▶ **Short task**
Collect each line of the rows below that contains the word "black", matching letter case exactly.

* Start Material provided *

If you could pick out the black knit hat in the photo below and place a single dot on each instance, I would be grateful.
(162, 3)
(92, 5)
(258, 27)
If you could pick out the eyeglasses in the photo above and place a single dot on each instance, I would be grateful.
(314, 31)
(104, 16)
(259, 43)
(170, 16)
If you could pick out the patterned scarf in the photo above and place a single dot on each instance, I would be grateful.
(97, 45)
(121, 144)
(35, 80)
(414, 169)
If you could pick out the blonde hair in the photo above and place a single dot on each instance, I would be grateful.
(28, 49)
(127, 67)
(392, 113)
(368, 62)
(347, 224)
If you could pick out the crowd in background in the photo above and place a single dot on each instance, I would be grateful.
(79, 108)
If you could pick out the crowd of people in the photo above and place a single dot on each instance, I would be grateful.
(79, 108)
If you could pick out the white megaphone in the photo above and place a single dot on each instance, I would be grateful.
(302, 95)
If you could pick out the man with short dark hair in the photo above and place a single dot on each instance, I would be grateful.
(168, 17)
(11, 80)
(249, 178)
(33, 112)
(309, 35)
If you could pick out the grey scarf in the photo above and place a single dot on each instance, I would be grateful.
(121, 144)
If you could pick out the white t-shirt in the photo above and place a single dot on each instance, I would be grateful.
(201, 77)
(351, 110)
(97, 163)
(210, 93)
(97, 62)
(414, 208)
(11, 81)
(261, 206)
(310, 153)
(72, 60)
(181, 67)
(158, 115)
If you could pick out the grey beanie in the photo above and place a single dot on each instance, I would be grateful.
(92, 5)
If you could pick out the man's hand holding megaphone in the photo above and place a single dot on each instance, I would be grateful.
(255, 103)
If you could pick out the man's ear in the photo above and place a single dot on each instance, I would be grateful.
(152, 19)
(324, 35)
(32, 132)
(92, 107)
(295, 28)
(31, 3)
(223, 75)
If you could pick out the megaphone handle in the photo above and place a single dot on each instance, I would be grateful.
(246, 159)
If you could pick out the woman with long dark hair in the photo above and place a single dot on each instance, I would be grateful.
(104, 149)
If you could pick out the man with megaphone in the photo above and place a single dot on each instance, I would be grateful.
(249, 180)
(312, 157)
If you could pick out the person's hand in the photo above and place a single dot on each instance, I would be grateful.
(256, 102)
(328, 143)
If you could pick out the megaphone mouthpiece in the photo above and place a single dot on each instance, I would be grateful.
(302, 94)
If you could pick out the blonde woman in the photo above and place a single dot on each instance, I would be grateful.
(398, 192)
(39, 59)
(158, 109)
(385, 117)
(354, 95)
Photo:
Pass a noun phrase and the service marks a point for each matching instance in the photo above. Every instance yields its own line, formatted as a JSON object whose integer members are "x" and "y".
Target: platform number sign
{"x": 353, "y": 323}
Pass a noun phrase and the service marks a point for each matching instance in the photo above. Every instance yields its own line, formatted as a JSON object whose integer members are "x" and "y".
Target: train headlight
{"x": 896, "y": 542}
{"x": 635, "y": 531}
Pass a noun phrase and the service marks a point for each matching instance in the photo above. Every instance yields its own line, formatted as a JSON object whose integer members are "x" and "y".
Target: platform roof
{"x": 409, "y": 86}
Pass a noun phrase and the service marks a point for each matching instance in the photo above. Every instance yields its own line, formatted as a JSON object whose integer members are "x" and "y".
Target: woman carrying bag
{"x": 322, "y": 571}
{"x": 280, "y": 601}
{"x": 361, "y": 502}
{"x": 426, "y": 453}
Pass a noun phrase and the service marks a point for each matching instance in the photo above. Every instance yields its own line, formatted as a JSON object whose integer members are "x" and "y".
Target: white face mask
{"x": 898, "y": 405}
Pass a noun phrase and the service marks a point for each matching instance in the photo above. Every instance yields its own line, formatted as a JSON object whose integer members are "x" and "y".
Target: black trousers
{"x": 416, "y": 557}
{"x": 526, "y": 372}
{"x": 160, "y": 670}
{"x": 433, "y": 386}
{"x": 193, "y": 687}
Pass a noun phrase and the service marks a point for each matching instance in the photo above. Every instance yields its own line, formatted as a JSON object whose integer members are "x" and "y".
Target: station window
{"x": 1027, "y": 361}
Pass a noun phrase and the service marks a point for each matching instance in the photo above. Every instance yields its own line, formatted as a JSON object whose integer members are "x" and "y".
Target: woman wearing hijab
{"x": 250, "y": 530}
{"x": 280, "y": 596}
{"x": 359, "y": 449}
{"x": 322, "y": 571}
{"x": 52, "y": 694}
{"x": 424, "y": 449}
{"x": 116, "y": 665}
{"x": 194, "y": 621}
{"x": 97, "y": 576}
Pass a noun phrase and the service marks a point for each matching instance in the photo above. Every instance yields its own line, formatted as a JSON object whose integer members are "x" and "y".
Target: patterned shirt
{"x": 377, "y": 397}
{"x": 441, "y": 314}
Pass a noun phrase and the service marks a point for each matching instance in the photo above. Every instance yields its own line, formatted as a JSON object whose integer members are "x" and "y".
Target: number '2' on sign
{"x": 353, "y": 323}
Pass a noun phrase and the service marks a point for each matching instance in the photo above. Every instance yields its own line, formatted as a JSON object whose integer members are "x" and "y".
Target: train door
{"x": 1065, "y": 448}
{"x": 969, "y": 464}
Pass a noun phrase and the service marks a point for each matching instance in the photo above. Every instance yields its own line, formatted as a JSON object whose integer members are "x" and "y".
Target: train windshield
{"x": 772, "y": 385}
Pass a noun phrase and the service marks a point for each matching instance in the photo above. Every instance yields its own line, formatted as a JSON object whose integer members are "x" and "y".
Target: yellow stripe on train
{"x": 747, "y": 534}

* End Material provided *

▶ **Solved problem**
If you could pick out the black knit hat in the photo below and place a single dot on each instance, I would be grateful.
Target: black trousers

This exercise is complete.